When the Overwatch League rolled around, Mercy was a staple of every match. As average players sought to emulate pro teams, during this time you could not play a competitive game of Overwatch without at least two people on your team repeatedly informing everyone else that they should pick Mercy. If you’re a Support main like me, this ensured that whenever you opted to pick Moira or Zenyatta, you were told by an underperforming DPS hero that you were causing your team to fail. The other team had a Mercy, and as that was a win condition, your reluctance to switch to Mercy and left-click for the entire game dragged your team to defeat.
Fortunately, several patches have ensured that Overwatch is no longer as reliant on Mercy as it used to be, though the meta still hangs over the game like a black cloud. Players watch as professional keyboard superhumans hit their opponents with perfect precision as Hanzo, witness the character rocket up to the very top of the Overwatch hero rank, before each round becomes a catwalk of piss-poor Hanzo players.

## [DATA RECORDS]

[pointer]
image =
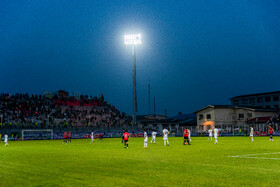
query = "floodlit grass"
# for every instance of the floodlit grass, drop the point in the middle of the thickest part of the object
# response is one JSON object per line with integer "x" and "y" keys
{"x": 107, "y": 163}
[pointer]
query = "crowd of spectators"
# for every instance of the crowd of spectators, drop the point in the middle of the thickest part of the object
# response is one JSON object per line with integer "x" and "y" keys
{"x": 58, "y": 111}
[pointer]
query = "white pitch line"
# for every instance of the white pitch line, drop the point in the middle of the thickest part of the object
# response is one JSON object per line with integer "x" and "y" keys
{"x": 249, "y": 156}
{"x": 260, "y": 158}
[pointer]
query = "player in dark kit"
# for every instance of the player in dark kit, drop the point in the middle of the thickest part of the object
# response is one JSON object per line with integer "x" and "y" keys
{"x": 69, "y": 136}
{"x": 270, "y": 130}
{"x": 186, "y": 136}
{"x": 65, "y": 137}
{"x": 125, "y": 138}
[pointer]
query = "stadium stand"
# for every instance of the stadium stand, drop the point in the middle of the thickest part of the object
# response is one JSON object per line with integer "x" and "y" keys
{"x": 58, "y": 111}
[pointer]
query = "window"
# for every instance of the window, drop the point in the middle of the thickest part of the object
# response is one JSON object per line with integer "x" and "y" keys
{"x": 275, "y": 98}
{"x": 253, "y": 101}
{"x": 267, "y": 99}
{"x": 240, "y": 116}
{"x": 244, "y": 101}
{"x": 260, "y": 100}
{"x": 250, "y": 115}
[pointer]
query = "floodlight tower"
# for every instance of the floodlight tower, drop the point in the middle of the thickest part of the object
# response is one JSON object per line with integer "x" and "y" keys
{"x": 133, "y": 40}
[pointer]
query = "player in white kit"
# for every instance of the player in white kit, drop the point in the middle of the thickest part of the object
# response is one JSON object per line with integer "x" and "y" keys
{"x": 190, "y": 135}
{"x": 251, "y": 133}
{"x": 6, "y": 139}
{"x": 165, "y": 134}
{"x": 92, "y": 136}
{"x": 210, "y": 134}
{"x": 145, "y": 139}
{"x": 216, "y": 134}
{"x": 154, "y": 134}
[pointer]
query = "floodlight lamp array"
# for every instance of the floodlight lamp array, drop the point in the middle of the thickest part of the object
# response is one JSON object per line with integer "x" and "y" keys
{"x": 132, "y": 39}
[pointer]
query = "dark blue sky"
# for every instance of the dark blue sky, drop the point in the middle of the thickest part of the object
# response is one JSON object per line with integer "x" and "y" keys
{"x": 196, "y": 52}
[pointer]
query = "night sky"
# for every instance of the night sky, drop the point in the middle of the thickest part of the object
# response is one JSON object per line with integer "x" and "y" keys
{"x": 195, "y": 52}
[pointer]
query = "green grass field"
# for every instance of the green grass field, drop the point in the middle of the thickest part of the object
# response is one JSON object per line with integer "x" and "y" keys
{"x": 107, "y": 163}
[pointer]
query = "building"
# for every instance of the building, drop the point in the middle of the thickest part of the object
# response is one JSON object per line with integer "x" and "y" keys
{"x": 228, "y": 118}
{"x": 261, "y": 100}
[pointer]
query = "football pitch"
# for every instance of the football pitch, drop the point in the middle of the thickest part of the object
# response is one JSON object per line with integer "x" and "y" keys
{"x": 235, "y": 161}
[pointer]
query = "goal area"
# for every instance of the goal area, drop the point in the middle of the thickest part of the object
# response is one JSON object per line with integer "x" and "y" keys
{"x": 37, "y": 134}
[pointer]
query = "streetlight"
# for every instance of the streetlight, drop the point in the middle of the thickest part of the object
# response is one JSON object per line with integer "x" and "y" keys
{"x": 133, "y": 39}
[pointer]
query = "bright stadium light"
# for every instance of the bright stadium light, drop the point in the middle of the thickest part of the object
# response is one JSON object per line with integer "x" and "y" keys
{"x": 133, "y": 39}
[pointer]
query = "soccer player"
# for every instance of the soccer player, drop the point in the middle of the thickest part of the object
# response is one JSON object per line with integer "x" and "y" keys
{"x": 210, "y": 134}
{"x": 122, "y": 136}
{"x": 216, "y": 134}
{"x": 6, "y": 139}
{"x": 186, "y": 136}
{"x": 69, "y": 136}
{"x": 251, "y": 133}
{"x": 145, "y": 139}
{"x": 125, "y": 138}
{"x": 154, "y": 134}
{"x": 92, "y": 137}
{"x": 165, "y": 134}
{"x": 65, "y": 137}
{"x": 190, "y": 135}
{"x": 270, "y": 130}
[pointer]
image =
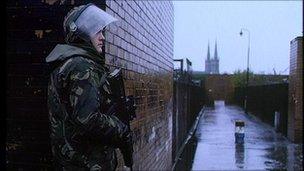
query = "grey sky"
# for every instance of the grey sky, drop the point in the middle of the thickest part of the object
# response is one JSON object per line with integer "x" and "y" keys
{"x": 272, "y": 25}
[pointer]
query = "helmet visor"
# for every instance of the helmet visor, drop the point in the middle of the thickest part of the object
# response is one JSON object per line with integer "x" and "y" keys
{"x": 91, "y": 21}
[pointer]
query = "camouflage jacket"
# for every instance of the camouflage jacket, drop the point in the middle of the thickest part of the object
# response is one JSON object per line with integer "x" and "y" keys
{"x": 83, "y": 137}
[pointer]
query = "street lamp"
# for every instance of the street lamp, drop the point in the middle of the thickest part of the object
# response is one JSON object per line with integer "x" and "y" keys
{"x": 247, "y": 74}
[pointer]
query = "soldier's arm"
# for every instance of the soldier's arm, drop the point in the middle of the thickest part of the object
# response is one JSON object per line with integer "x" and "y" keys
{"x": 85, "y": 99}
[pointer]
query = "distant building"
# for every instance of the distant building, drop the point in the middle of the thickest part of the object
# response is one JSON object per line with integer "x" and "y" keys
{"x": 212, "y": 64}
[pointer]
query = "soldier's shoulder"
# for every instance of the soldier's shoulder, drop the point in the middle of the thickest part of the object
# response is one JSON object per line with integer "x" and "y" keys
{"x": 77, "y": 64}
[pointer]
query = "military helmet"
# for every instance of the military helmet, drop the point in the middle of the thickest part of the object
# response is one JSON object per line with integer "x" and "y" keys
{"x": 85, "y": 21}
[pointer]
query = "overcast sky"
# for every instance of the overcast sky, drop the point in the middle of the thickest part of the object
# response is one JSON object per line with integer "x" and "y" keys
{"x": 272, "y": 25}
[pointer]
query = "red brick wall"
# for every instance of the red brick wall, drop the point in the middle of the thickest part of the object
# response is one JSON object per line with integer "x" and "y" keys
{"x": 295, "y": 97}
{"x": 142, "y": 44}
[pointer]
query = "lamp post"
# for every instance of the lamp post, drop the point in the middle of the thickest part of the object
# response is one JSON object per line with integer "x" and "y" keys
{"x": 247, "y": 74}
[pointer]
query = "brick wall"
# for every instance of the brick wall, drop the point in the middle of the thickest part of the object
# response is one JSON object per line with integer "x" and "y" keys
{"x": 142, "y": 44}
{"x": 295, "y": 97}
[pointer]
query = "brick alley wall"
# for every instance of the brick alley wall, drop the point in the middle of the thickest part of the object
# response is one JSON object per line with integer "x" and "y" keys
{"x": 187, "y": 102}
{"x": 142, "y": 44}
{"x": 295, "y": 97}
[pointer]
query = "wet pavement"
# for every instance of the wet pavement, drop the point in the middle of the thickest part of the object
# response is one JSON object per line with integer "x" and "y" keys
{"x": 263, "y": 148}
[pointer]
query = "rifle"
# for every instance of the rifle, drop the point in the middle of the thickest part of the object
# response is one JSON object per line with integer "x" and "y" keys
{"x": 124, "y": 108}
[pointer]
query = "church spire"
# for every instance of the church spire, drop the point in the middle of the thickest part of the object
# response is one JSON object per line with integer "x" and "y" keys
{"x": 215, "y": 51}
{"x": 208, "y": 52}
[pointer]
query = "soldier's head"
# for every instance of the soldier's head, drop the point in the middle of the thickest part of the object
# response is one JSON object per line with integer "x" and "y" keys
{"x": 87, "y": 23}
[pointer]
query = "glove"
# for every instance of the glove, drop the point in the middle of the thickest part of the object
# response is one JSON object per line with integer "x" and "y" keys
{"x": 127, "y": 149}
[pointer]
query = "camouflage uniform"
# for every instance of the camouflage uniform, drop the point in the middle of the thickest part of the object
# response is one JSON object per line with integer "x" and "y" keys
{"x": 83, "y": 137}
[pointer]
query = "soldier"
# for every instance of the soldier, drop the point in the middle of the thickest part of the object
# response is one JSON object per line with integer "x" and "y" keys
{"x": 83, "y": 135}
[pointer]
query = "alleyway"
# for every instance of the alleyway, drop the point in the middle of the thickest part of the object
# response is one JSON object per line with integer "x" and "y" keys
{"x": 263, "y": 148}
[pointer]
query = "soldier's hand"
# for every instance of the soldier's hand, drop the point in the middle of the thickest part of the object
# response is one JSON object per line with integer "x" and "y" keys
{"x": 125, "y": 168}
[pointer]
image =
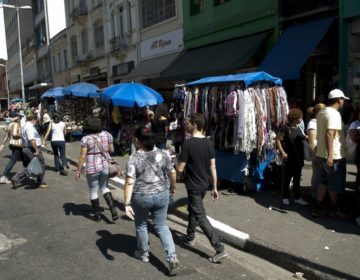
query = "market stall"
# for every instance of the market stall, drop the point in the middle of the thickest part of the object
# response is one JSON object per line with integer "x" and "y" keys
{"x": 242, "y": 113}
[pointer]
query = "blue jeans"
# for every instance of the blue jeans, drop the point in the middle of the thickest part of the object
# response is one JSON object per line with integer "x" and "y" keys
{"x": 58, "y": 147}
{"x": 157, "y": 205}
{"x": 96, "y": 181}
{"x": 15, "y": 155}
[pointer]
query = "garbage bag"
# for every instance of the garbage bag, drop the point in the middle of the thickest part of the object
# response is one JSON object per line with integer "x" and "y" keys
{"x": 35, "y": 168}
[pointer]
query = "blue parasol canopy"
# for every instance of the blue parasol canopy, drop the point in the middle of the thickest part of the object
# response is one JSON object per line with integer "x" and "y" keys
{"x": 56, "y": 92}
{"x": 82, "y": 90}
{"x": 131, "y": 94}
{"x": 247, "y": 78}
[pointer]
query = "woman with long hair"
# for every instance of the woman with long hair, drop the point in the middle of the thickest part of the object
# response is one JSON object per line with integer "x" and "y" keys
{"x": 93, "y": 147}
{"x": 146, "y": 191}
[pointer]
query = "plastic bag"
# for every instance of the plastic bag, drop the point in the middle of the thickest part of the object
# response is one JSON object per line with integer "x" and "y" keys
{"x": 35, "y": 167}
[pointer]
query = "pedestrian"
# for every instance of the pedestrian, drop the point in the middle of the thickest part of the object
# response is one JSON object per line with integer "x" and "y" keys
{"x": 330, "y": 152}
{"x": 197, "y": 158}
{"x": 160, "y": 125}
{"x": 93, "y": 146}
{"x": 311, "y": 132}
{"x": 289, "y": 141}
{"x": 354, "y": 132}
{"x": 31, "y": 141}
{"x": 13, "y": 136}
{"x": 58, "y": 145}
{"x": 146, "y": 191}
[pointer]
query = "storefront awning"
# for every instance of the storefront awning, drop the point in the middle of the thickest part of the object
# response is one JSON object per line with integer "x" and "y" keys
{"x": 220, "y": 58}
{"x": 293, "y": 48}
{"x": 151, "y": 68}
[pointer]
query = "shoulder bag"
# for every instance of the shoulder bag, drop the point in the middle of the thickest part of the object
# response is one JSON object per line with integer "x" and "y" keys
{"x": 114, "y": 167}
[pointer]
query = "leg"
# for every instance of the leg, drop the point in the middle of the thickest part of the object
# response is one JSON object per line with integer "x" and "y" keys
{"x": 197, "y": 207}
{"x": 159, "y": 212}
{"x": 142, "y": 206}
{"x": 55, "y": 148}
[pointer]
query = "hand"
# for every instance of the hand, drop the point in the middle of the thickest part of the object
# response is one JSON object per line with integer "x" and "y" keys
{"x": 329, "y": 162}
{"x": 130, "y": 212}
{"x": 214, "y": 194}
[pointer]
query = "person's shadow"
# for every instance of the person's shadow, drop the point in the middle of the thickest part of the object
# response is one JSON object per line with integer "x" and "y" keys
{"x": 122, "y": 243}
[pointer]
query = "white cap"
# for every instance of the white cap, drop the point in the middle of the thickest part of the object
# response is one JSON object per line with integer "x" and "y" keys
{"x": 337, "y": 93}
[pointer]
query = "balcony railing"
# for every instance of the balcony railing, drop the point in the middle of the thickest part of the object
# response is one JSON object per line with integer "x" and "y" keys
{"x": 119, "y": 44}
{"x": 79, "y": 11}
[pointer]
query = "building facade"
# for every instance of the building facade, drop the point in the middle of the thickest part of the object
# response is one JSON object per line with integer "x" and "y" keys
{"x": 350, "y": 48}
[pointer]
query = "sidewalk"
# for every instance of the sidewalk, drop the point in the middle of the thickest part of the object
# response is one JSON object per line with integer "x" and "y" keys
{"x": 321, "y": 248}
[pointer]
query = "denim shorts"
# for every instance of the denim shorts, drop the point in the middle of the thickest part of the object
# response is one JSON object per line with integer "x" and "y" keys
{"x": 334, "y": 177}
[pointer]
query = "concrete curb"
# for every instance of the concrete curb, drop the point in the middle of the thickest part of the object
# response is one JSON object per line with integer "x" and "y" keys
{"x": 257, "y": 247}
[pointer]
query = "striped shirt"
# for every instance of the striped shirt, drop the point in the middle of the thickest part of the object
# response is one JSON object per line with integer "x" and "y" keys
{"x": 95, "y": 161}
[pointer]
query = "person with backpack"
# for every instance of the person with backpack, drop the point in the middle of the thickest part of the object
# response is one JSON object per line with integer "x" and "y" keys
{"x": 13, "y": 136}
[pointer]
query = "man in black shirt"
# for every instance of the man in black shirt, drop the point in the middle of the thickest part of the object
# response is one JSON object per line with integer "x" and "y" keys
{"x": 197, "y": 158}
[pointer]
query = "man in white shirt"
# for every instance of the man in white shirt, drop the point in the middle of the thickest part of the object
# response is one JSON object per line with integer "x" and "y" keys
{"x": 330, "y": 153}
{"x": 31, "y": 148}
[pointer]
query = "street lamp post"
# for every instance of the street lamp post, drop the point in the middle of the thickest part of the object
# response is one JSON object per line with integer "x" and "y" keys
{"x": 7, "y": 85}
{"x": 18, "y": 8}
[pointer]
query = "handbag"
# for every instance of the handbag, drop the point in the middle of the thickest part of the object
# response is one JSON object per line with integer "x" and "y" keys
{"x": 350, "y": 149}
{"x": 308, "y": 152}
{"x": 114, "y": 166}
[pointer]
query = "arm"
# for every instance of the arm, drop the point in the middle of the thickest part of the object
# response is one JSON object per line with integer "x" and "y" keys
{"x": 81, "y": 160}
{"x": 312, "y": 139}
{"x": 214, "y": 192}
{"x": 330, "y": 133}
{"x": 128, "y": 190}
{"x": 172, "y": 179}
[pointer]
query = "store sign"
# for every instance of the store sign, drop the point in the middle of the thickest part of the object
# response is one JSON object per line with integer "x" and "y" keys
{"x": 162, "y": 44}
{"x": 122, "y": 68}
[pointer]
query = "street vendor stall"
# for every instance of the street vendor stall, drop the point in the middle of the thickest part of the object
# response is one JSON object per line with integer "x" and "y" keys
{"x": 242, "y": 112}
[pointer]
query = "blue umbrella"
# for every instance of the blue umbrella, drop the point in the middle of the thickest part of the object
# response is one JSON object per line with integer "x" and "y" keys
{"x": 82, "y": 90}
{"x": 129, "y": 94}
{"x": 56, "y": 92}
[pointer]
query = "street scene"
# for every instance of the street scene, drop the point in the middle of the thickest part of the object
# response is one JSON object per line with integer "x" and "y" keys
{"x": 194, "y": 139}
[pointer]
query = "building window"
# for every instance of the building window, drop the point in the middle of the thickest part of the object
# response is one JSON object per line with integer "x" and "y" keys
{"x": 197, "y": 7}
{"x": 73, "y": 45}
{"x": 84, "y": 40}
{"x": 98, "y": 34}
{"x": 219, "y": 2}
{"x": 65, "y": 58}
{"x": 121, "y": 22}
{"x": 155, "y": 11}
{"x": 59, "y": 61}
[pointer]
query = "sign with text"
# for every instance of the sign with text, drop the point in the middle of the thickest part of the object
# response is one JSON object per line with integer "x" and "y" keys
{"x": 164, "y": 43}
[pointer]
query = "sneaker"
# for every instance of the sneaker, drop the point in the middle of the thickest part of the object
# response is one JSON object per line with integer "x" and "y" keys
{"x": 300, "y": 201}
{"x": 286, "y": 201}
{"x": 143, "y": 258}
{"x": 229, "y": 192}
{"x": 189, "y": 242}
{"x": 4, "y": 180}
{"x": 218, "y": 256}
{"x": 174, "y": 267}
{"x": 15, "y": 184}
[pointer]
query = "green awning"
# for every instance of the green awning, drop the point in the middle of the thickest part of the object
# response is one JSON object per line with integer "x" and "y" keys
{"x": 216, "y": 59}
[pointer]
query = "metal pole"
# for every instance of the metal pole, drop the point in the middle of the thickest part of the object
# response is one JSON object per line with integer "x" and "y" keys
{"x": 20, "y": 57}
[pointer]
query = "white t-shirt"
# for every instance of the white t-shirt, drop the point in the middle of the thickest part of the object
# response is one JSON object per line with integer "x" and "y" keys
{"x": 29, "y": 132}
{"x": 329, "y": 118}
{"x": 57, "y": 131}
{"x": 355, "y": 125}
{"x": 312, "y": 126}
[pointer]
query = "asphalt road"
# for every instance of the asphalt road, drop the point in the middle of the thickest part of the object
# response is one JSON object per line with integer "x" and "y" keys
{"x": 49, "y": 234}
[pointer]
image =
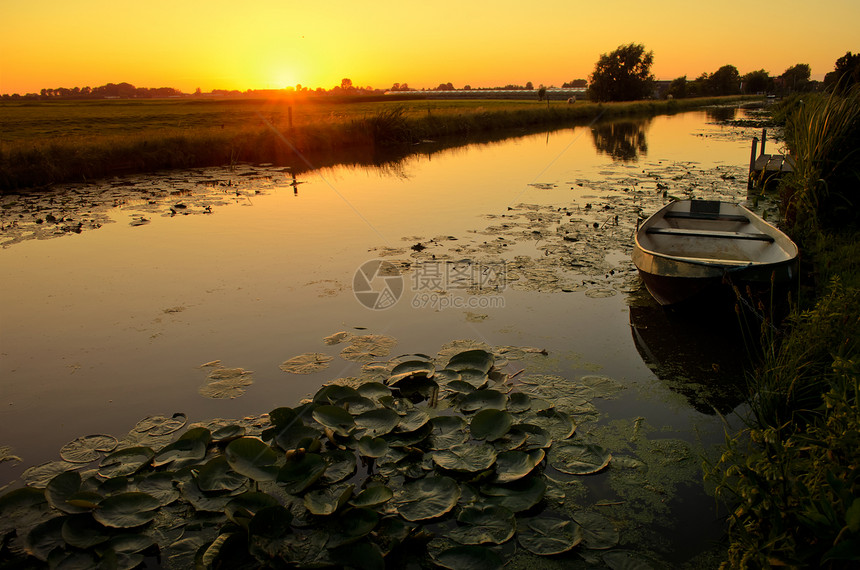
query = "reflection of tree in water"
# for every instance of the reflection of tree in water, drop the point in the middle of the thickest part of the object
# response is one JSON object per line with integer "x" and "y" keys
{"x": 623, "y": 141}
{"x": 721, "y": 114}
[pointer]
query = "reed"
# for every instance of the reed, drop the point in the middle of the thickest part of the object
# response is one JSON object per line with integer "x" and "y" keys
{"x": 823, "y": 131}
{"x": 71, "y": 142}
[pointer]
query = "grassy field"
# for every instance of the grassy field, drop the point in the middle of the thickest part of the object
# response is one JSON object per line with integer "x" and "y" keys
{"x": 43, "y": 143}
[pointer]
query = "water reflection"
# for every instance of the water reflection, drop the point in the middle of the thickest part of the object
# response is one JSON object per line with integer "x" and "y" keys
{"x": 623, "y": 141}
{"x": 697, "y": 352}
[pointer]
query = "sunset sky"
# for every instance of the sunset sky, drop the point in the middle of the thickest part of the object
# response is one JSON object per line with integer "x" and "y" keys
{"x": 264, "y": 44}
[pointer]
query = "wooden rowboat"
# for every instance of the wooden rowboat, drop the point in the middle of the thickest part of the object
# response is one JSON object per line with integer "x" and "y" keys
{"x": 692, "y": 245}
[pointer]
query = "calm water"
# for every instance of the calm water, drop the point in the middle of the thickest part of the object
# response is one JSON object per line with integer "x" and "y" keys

## [SHORT EXERCISE A]
In the Overwatch passage, which two heroes does the writer name as picks made instead of Mercy?
## [SHORT EXERCISE B]
Quote the part of the Overwatch passage that opens with the words containing "Fortunately, several patches" and closes with "piss-poor Hanzo players.".
## [SHORT EXERCISE C]
Decide whether each statement agrees with the Overwatch passage:
(i) Patches have made the game less reliant on Mercy.
(ii) The writer mainly plays DPS heroes.
(iii) The meta no longer has any hold on the game.

## [WRITTEN SOLUTION A]
Moira and Zenyatta.

## [WRITTEN SOLUTION B]
Fortunately, several patches have ensured that Overwatch is no longer as reliant on Mercy as it used to be, though the meta still hangs over the game like a black cloud. Players watch as professional keyboard superhumans hit their opponents with perfect precision as Hanzo, witness the character rocket up to the very top of the Overwatch hero rank, before each round becomes a catwalk of piss-poor Hanzo players.

## [WRITTEN SOLUTION C]
(i) Yes: "several patches have ensured that Overwatch is no longer as reliant on Mercy as it used to be"
(ii) No: "If you’re a Support main like me"
(iii) No: "the meta still hangs over the game like a black cloud"